# start of Task material

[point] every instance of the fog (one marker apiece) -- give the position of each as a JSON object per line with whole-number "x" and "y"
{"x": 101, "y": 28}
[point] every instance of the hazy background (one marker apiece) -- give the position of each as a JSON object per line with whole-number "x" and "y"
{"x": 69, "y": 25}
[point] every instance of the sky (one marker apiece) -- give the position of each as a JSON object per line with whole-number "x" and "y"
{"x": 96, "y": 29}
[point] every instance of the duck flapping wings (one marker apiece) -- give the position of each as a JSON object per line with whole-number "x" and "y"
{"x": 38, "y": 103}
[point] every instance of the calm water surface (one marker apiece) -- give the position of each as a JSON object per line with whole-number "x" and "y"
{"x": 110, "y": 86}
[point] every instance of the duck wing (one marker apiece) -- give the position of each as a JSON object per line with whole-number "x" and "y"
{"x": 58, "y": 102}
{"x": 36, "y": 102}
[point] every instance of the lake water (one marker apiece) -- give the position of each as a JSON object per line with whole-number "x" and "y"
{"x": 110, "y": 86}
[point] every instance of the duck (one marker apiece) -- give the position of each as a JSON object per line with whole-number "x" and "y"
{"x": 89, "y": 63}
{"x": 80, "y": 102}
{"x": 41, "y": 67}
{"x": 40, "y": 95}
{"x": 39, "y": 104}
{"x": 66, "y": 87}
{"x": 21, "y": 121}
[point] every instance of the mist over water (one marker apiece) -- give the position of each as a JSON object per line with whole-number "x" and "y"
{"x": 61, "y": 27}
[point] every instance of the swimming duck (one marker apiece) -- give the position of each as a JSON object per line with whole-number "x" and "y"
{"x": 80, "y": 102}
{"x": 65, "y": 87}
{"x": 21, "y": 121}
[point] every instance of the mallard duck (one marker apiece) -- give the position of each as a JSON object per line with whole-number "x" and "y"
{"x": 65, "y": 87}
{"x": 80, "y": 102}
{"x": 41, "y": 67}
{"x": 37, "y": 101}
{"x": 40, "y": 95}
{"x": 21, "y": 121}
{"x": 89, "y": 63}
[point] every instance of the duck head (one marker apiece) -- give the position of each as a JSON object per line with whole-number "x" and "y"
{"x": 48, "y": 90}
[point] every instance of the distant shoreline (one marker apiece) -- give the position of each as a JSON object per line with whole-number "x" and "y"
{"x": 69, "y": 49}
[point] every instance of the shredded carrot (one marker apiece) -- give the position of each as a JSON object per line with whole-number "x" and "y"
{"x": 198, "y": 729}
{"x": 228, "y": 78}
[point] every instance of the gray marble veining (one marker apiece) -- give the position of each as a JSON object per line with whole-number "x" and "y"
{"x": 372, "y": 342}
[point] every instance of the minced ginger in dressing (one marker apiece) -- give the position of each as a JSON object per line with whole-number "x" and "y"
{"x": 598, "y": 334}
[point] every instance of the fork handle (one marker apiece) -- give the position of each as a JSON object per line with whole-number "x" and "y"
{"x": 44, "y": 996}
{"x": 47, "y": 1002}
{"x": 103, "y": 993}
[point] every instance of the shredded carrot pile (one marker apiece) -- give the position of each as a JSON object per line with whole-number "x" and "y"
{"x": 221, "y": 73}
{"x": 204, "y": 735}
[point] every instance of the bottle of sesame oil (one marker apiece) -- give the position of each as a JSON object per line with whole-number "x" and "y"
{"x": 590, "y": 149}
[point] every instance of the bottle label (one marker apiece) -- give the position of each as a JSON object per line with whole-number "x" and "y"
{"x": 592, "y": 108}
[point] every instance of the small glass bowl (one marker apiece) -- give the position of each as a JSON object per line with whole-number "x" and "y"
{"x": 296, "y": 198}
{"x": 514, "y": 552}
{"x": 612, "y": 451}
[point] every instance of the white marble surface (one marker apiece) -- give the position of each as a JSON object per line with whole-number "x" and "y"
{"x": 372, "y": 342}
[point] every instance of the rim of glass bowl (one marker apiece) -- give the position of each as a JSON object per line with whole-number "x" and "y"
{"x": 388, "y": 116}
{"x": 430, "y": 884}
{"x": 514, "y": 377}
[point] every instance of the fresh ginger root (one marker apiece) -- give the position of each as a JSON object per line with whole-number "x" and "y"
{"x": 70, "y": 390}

# end of Task material

* [What to do]: Write out everything from the line containing "[point] every instance of the shredded carrot pile" down to the end of the data above, without changing anything.

* [Right answer]:
[point] every instance of the shredded carrot pile (one marker apiece) -- give the position of each as a JSON object per line with whole-number "x" and "y"
{"x": 221, "y": 73}
{"x": 204, "y": 735}
[point] every instance of the bottle of sesame oil (one marker apiece) -- give the position of each as a JSON object per line with whole-number "x" and "y"
{"x": 590, "y": 149}
[point] every instance of the bottle label (one marker apiece) -- give the position of each as a JSON object per line with whole-number "x" and "y"
{"x": 592, "y": 108}
[point] every instance of the small glass bowl (one marker apiece) -- give the position of each as a JSON object per line with whole-number "x" and "y"
{"x": 296, "y": 198}
{"x": 514, "y": 552}
{"x": 612, "y": 451}
[point] every instance of the white marble surface (one marker apiece) -- give the position of each as a JSON object per line with whole-number "x" and "y"
{"x": 372, "y": 342}
[point] every instance of the rim of glass bowl (one marker apiece) -- give the position of each as a JSON object per line with whole-number "x" and "y"
{"x": 388, "y": 116}
{"x": 430, "y": 884}
{"x": 514, "y": 377}
[point] every instance of the fresh ginger root (one marker apiece) -- give the position of each as a JSON object per line with whole-number "x" and "y"
{"x": 70, "y": 390}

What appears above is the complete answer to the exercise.